Requirements>
Print the kindergarten shapes lesson excerpt in full, without changing a word.

Main Curriculum Tie:
Mathematics Kindergarten
Identify and describe shapes (squares, circles, triangles, rectangles, hexagons, cubes, cones, cylinders, and spheres). 1.

Describe objects in the environment using names of shapes, and describe the relative positions of these objects using terms such as above, below, beside, in front of, behind, and next to.

Materials:

  • Prints of artist Paul Klee
  • Class ABC Community book (made in ABC Community Walk activity)
  • Round Is A Mooncake
  • Shapes At Home
  • Patterns All Around Me
  • Patterns
  • Black construction paper 6 in. x 6 in.

Material>
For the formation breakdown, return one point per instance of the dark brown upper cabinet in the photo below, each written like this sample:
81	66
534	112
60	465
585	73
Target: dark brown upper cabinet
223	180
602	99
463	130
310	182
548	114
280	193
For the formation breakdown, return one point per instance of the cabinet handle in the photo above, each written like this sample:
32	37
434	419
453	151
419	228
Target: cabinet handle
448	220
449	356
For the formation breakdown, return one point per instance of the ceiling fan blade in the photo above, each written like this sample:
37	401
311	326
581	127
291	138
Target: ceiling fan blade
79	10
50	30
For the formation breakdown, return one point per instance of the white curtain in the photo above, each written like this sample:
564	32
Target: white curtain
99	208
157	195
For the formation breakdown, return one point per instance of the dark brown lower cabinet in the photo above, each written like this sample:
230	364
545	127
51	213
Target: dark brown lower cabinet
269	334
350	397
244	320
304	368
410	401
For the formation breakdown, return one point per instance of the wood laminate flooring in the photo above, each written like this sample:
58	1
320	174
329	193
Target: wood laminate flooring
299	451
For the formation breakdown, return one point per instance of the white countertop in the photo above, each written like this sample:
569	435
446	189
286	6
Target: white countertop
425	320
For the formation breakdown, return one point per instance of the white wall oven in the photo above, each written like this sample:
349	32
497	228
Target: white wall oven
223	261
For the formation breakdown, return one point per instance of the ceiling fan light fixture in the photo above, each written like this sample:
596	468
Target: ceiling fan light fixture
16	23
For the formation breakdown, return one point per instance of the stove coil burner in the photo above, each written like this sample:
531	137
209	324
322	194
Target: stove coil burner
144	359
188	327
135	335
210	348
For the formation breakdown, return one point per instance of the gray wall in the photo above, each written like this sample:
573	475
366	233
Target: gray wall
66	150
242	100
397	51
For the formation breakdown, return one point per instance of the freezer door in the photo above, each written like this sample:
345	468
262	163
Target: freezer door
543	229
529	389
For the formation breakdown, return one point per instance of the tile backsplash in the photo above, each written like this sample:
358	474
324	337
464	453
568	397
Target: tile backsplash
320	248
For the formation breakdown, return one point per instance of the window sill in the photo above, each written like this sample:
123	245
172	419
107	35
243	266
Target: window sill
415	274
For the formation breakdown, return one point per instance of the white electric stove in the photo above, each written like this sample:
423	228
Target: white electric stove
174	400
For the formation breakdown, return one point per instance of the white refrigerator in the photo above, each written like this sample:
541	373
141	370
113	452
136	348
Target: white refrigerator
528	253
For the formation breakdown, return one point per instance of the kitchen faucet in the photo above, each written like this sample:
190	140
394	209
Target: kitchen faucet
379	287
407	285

Complete answer>
Main Curriculum Tie:
Mathematics Kindergarten
Identify and describe shapes (squares, circles, triangles, rectangles, hexagons, cubes, cones, cylinders, and spheres). 1.

Describe objects in the environment using names of shapes, and describe the relative positions of these objects using terms such as above, below, beside, in front of, behind, and next to.

Materials:

  • Prints of artist Paul Klee
  • Class ABC Community book (made in ABC Community Walk activity)
  • Round Is A Mooncake
  • Shapes At Home
  • Patterns All Around Me
  • Patterns
  • Black construction paper 6 in. x 6 in.